SHORT PROBLEM A.
Summarize the passage on split-phase and capacitor motors in two sentences.

TEXT TO READ.
▼

Neither the resistance-start split-phase motor nor the capacitor-start split-phase motor can attain synchronous speed. The rotating flux depends on current in the rotor to produce the quadrature field. As the rotor approaches synchronous speed, the speed-voltage is induced in the rotor, the associated current in the rotor and the quadrature flux approaches zero. Hence, the accelerating torque will become zero at slightly below synchronous speeds. However, permanent-split capacitor motors and two-value capacitor motors are in effect two-phase motors, and at no load could attain synchronous speed.

41.8.1  Permanent-split Capacitor Motors

A permanent-split capacitor motor utilizes a permanently connected auxiliary circuit containing a capacitor. There is no switch in the auxiliary circuit, and its operation is smoother and quieter than a capacitor-start or resistance-start motor of the same power rating. The values of capacitance for this type of motor are smaller than the one used in the capacitor-start motor and is a compromise between the best starting and best running performances. The primary field of application for a permanent-split capacitor motor is for shaft-mounted fans used in heaters and for ventilating fans. Its speed may be varied by a tapped or slide-wire autotransformer in the main line, as shown in Figure 41.11(d); by using an external resistor or reactor in series with the main winding or in series with both windings or by adjusting the number of turns in the main winding through the use of taps and a selector switch or by solid-state control.

▲

SHORT PROBLEM B.
Lay out the lines of the listing below as a JSON list of strings with one string per line, starting at the line containing "of the rooftop." and ending at the line containing "[[43, 202, 49, 213]]", and leave out blank lines.

SUPPLIED DATA.
▼

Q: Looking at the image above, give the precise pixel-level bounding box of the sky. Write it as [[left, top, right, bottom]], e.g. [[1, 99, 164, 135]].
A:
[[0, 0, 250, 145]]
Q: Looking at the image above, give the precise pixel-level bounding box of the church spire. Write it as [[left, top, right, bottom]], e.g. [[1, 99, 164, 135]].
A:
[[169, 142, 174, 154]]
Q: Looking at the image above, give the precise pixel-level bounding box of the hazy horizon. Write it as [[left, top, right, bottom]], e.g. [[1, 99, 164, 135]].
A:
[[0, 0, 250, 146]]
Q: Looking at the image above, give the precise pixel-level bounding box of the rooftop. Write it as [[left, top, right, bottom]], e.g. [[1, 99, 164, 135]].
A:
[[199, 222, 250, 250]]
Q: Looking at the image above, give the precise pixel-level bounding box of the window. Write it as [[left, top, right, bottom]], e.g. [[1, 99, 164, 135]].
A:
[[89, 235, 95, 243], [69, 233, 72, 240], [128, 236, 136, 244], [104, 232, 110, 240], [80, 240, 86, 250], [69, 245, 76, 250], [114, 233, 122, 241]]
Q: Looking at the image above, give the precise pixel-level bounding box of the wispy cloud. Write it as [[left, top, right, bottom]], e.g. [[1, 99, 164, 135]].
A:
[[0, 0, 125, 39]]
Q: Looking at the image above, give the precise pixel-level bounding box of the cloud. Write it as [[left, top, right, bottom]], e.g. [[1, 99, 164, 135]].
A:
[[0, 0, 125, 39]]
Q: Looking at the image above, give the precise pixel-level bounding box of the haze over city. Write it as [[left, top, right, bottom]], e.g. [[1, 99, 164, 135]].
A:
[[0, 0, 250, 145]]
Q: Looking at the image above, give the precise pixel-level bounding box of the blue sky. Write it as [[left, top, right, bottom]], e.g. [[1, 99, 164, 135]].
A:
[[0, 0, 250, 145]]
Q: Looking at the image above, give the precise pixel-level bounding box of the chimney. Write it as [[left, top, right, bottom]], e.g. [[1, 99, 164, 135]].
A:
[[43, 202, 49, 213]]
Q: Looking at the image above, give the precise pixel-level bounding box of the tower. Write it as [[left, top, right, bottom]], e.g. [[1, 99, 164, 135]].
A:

▲

CORRECT RESPONSE A.
Resistance-start and capacitor-start split-phase motors cannot reach synchronous speed, because the rotor current that produces the quadrature field falls toward zero as the rotor nears that speed, while permanent-split and two-value capacitor motors act as two-phase motors and could reach it at no load. A permanent-split capacitor motor keeps a capacitor permanently in its auxiliary circuit with no switch, runs more smoothly and quietly than capacitor-start or resistance-start motors of the same rating, is used mainly for fans, and can have its speed varied by an autotransformer, a series resistor or reactor, winding taps with a selector switch, or solid-state control.

CORRECT RESPONSE B.
[
  "Q: Looking at the image above, give the precise pixel-level bounding box of the rooftop. Write it as [[left, top, right, bottom]], e.g. [[1, 99, 164, 135]].",
  "A:",
  "[[199, 222, 250, 250]]",
  "Q: Looking at the image above, give the precise pixel-level bounding box of the window. Write it as [[left, top, right, bottom]], e.g. [[1, 99, 164, 135]].",
  "A:",
  "[[89, 235, 95, 243], [69, 233, 72, 240], [128, 236, 136, 244], [104, 232, 110, 240], [80, 240, 86, 250], [69, 245, 76, 250], [114, 233, 122, 241]]",
  "Q: Looking at the image above, give the precise pixel-level bounding box of the wispy cloud. Write it as [[left, top, right, bottom]], e.g. [[1, 99, 164, 135]].",
  "A:",
  "[[0, 0, 125, 39]]",
  "Q: Looking at the image above, give the precise pixel-level bounding box of the cloud. Write it as [[left, top, right, bottom]], e.g. [[1, 99, 164, 135]].",
  "A:",
  "[[0, 0, 125, 39]]",
  "Q: Looking at the image above, give the precise pixel-level bounding box of the haze over city. Write it as [[left, top, right, bottom]], e.g. [[1, 99, 164, 135]].",
  "A:",
  "[[0, 0, 250, 145]]",
  "Q: Looking at the image above, give the precise pixel-level bounding box of the blue sky. Write it as [[left, top, right, bottom]], e.g. [[1, 99, 164, 135]].",
  "A:",
  "[[0, 0, 250, 145]]",
  "Q: Looking at the image above, give the precise pixel-level bounding box of the chimney. Write it as [[left, top, right, bottom]], e.g. [[1, 99, 164, 135]].",
  "A:",
  "[[43, 202, 49, 213]]"
]